- REQUIRED WORK:
Reproduce the church belief statement below word for word, in full.
DOCUMENT SECTION section start
Jesus Christ came to reconcile us with God. He lived a life without sin and willingly died on the cross to pay the penalty for our transgressions. God raised him from the dead and now, by grace, offers as a free gift eternal life to all who follow Christ, by faith, as their Lord and Savior. That is why salvation can be found in Christ alone.

The Church

The Church is meant to be the visible body of Christ, sent into the world to glorify God and proclaim the gospel of Jesus Christ.

Ressurection

Jesus Christ is returning one day to judge both the living and the dead and to usher in the fullness of God's kingdom on earth. 

St. Luke Distinctives

We embody this mission and vision through beholding five paradoxes as a community:

Gathered and Scattered

We balance the necessity of coming together and the call to go out

Participation and Passivity

We balance energetically serving the Kingdom of God and resting in stillness

Holiness and Partying

We balance the knowledge of our identity as a people set apart and celebrating the joy in the world around us

Brokenness and Restoration

We balance the awareness of our constant need for being put back together and our eternal wholeness in Christ

Ancient and Contemporary

We balance an expression of faith that is both historic and fresh

Anglican Beliefs

We believe and confess Jesus Christ to be the Way, the Truth, and the Life: no one comes to the Father but by Him. Therefore, the Anglican Church in North America identifies the following seven elements as characteristic of the Anglican Way, and essential for membership:

Scripture

We confess the canonical books of the Old and New Testaments to be the inspired Word of God, containing all things necessary for salvation, and to be the final authority and unchangeable standard for Christian faith and life.
DOCUMENT SECTION section end
INFORMATION SHOWN section start
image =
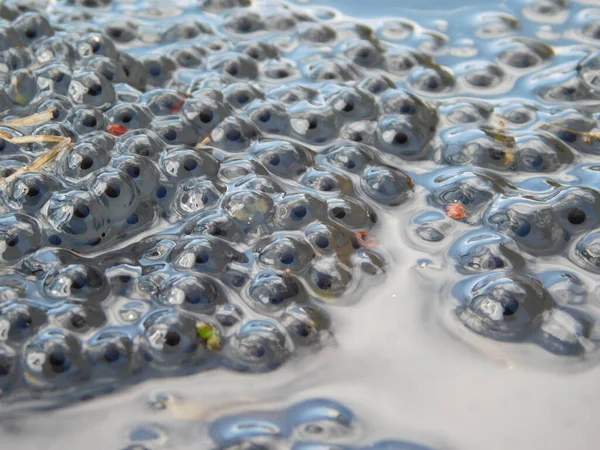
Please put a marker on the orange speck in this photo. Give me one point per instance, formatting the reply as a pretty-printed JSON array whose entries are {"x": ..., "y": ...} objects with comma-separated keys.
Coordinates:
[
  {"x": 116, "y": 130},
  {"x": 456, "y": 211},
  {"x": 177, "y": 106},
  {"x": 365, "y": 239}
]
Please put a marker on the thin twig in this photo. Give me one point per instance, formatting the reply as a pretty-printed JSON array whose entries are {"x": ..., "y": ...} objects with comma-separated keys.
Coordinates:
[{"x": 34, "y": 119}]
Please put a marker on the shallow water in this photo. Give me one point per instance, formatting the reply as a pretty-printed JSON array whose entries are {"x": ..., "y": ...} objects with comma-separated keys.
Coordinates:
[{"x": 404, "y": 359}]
INFORMATION SHOWN section end
INFORMATION SHOWN section start
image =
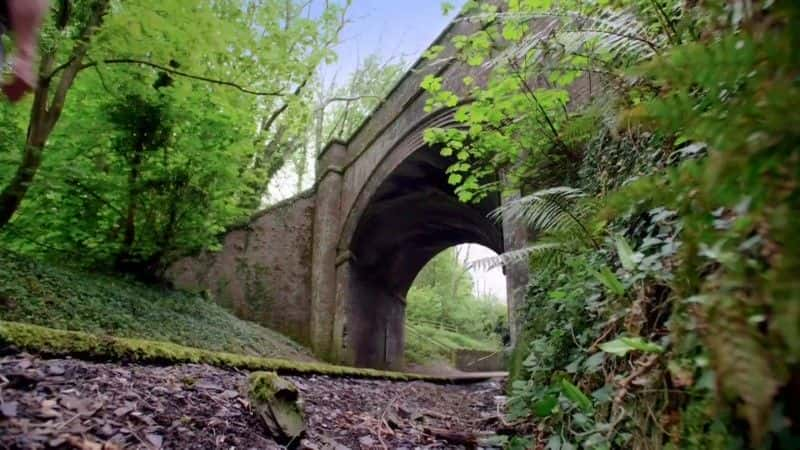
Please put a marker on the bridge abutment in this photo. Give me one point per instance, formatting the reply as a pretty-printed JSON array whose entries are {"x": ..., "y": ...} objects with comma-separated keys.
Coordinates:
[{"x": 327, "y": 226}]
INFORMATION SHOWN section end
- ANSWER SPACE:
Jesus Christ came to reconcile us with God. He lived a life without sin and willingly died on the cross to pay the penalty for our transgressions. God raised him from the dead and now, by grace, offers as a free gift eternal life to all who follow Christ, by faith, as their Lord and Savior. That is why salvation can be found in Christ alone.

The Church

The Church is meant to be the visible body of Christ, sent into the world to glorify God and proclaim the gospel of Jesus Christ.

Ressurection

Jesus Christ is returning one day to judge both the living and the dead and to usher in the fullness of God's kingdom on earth. 

St. Luke Distinctives

We embody this mission and vision through beholding five paradoxes as a community:

Gathered and Scattered

We balance the necessity of coming together and the call to go out

Participation and Passivity

We balance energetically serving the Kingdom of God and resting in stillness

Holiness and Partying

We balance the knowledge of our identity as a people set apart and celebrating the joy in the world around us

Brokenness and Restoration

We balance the awareness of our constant need for being put back together and our eternal wholeness in Christ

Ancient and Contemporary

We balance an expression of faith that is both historic and fresh

Anglican Beliefs

We believe and confess Jesus Christ to be the Way, the Truth, and the Life: no one comes to the Father but by Him. Therefore, the Anglican Church in North America identifies the following seven elements as characteristic of the Anglican Way, and essential for membership:

Scripture

We confess the canonical books of the Old and New Testaments to be the inspired Word of God, containing all things necessary for salvation, and to be the final authority and unchangeable standard for Christian faith and life.